Exercise objective: Each line below should be repeated exactly, but no picture should be carried over.

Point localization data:
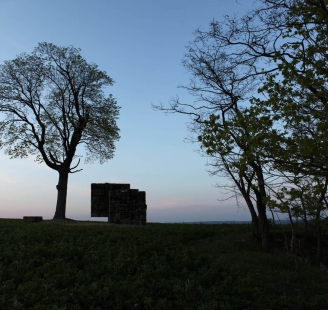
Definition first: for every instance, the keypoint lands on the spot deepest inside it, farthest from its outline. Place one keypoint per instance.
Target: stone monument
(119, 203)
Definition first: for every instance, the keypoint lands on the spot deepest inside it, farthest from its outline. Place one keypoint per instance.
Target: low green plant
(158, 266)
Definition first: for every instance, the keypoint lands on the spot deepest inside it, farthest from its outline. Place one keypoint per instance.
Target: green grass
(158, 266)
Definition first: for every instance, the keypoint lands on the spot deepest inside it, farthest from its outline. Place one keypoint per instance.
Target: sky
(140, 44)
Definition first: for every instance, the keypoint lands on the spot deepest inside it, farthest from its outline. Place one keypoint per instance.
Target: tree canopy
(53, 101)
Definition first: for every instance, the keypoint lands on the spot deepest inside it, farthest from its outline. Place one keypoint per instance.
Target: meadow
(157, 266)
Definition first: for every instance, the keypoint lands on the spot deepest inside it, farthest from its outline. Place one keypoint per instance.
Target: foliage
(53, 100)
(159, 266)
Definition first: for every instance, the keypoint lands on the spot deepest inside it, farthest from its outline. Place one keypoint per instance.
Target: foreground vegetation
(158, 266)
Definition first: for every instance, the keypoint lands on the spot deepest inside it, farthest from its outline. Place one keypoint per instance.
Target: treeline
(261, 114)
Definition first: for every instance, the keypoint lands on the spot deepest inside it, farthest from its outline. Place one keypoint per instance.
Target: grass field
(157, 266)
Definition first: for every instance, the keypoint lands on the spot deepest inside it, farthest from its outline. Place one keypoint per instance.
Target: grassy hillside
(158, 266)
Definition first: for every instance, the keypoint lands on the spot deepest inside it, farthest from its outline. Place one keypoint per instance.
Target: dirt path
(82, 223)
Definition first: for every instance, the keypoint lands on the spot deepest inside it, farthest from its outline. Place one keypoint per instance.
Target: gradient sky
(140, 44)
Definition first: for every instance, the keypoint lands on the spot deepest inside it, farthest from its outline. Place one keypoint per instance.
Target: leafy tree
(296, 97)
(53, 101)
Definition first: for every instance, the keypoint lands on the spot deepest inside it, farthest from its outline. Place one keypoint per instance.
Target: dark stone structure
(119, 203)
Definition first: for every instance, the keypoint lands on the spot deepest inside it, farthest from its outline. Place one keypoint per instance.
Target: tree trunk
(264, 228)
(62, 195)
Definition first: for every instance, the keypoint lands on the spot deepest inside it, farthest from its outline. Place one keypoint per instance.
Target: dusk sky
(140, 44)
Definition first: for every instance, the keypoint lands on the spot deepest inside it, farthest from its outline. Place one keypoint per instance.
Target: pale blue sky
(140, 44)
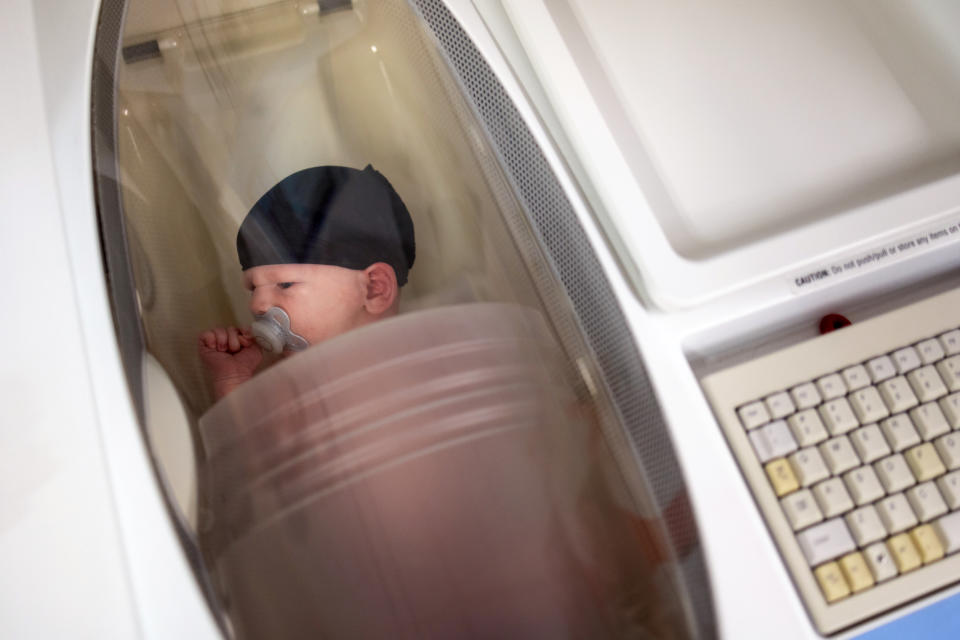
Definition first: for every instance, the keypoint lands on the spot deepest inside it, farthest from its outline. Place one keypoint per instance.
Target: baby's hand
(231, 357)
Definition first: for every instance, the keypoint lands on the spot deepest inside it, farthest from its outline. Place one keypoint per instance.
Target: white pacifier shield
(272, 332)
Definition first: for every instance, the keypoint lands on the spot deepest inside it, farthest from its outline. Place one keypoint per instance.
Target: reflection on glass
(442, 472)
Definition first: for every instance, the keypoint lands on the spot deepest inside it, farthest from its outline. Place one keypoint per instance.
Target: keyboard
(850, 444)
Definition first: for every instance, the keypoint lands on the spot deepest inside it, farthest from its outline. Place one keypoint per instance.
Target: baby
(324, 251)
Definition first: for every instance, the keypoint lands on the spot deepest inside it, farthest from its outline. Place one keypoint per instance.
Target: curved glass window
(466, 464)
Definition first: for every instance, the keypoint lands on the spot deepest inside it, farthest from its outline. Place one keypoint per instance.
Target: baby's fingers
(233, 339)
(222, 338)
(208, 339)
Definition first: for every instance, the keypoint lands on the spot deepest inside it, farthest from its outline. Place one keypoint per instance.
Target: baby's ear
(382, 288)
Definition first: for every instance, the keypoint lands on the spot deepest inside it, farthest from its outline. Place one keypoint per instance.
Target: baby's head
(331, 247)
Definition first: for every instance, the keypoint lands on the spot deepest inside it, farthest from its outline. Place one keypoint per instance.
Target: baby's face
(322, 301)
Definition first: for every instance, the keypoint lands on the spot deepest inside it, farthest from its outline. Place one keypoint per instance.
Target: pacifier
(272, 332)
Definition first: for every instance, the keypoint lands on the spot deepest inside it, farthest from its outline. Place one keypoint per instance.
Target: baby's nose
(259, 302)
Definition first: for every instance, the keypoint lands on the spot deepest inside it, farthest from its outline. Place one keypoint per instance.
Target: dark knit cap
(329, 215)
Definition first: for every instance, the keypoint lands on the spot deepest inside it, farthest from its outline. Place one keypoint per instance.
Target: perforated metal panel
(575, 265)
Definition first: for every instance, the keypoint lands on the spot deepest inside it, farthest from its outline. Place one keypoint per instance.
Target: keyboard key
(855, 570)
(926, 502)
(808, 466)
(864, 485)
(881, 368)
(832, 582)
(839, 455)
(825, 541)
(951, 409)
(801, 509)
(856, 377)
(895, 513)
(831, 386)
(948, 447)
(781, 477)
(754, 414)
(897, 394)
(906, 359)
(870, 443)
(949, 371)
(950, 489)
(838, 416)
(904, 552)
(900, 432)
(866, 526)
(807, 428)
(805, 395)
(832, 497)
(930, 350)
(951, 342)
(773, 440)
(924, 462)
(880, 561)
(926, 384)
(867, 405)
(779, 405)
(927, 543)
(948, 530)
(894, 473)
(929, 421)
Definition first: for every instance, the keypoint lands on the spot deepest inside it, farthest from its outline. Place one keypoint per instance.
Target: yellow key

Response to this task:
Definition first: for every instance, the keypoint lands on the spot deepest inside it, farthest from its outline. Place one keypoint per instance.
Target: stone monument
(119, 203)
Definition first: for every instance, the keypoint lands on the spot deepest inside it, farthest from its outline. Place one keypoint per instance.
Target: low green plant
(158, 266)
Definition first: for every instance, the keypoint lands on the spot deepest inside it, farthest from its outline. Place one keypoint per instance.
Target: green grass
(158, 266)
Definition first: for every instance, the keypoint lands on the spot deepest inside it, farthest from its outline. Place one keypoint per instance.
Target: sky
(140, 44)
Definition first: for every instance, the keypoint lands on the spot deepest inside it, farthest from its outline. Place one keypoint per instance.
Target: tree canopy
(53, 101)
Definition first: for every instance, the keypoint lands on the spot deepest inside it, farthest from its outline. Place one keypoint per instance.
Target: meadow
(157, 266)
Definition first: for every instance, the keypoint lands on the spot deepest inside it, farthest from its outline. Place one keypoint per instance.
Target: foliage
(53, 100)
(159, 266)
Definition first: for every instance, the keypoint lands on the spot deepest inside it, farthest from its outline. Place one keypoint per instance.
Target: foreground vegetation
(158, 266)
Definition first: for every instance, the keypoint lands on the spot deepest inside it, farthest from its outline. Place one keypoint per instance.
Target: treeline
(261, 114)
Definition first: for every instance, the keypoint lands on the spot deepest inside it, farthest from its outline. Place one keypoint per instance.
Target: grass field
(157, 266)
Definition first: for every instance, the keypoint lands on the spot deepest inside it, farthest from its outline. Place one keypoint per instance.
Target: grassy hillside
(158, 266)
Definition first: for every instance, the keypoint lands on the spot deepest inside it, farthest from its outline. Place one keypoint per instance.
Target: dirt path
(82, 223)
Definition first: for every instance, the keypoint lands on the spot deepest inside it, farthest from its outline. Place one keypoint per instance.
Target: gradient sky
(140, 44)
Definition first: for every instance, the keypoint lands on the spot deepest inside it, farthest from its outline. Place one keypoint per instance.
Target: leafy tree
(296, 97)
(53, 101)
Definition first: for every instance, the keypoint lands on the spot deepest inside it, farthest from its outline. Place one keypoint per instance.
Target: dark stone structure
(119, 203)
Definition first: for every instance, the keypoint lands on the spot deepest inside it, farthest from its outline. Place one keypoint per instance.
Target: tree trunk
(264, 228)
(62, 195)
Definition first: for every instance, the keypoint lands on the spot deepest inside it, farthest from its outline. Place one keypoint per instance.
Target: dusk sky
(140, 44)
Definition first: for every instance, the keypoint lands on the spot deepest inside it, farthest from its outline. Place one keypoint per instance.
Target: pale blue sky
(140, 44)
Definition first: for every instance, the keypoint lands on the spot deepest inside it, farthest from its outline. Place one keypoint per instance.
Target: baby's hand
(231, 357)
Definition first: for every instance, the keypoint lands on the spot deepest inside it, farthest from its outline. Place one keypoint per instance.
Target: white pacifier shield
(272, 332)
Definition first: for every instance, the keypoint lands on the spot deepest inside it, farthest from its outline. Place one keypoint per instance.
Target: reflection on glass
(442, 472)
Definition first: for every instance, the keypoint lands on the spot deepest inside it, farthest from its outline. Place one keypoint per instance.
Target: keyboard
(850, 444)
Definition first: for every instance, the keypoint lands on the spot deepest inside it, farthest from its outline. Place one keypoint per instance.
Target: baby
(324, 251)
Definition first: for every instance, the keypoint lands on the spot deepest inside it, farthest from its outline. Place one keypoint per instance.
Target: curved glass window
(466, 464)
Definition first: for every instance, the keypoint lands on the spot deepest inside it, farthest from its outline. Place one keypoint per instance.
Target: baby's fingers
(233, 339)
(222, 338)
(208, 339)
Definition first: for every instance, the keypoint lands on the spot deepest inside it, farthest from its outline. Place one keypoint per instance.
Target: baby's ear
(382, 288)
Definition first: for every instance, the keypoint lands on the spot deepest inside it, farthest from its outline. Place one keypoint per instance.
Target: baby's head
(331, 247)
Definition first: for every instance, the keypoint lands on the spot deepest inside it, farthest from its outline. Place one keypoint per instance.
Target: baby's face
(322, 301)
Definition first: for every instance, the keypoint lands on the spot deepest inside it, farthest from its outline. Place one keypoint per instance.
Target: pacifier
(272, 332)
Definition first: for every instance, the keypoint lands on the spot deepest inside it, farthest from its outline. Place one keypoint per instance.
Target: baby's nose
(259, 302)
Definition first: for every instance, the keypoint lands on the spot deepest inside it, farthest from its outline. Place one keypoint per instance.
Target: dark knit cap
(329, 215)
Definition first: for every instance, the keypoint lands on the spot deepest inside it, farthest from its outline. Place one keypoint per instance.
Target: perforated metal panel
(575, 265)
Definition first: for every instance, the keypoint lands on the spot deepest inside it, farthest from its outline. Place one keypoint per instance.
Target: keyboard key
(855, 570)
(926, 502)
(808, 466)
(864, 485)
(881, 368)
(832, 582)
(839, 455)
(825, 541)
(951, 409)
(801, 509)
(856, 377)
(895, 513)
(831, 386)
(948, 447)
(781, 477)
(754, 414)
(897, 394)
(906, 359)
(870, 443)
(949, 371)
(950, 489)
(838, 416)
(904, 552)
(900, 432)
(866, 526)
(807, 428)
(805, 395)
(832, 497)
(930, 350)
(951, 342)
(773, 440)
(924, 462)
(880, 561)
(926, 384)
(867, 405)
(779, 405)
(927, 543)
(948, 530)
(894, 473)
(929, 421)
Definition first: for every instance, the keypoint lands on the spot deepest inside it, farthest from its outline. Place one keypoint per instance.
Target: yellow key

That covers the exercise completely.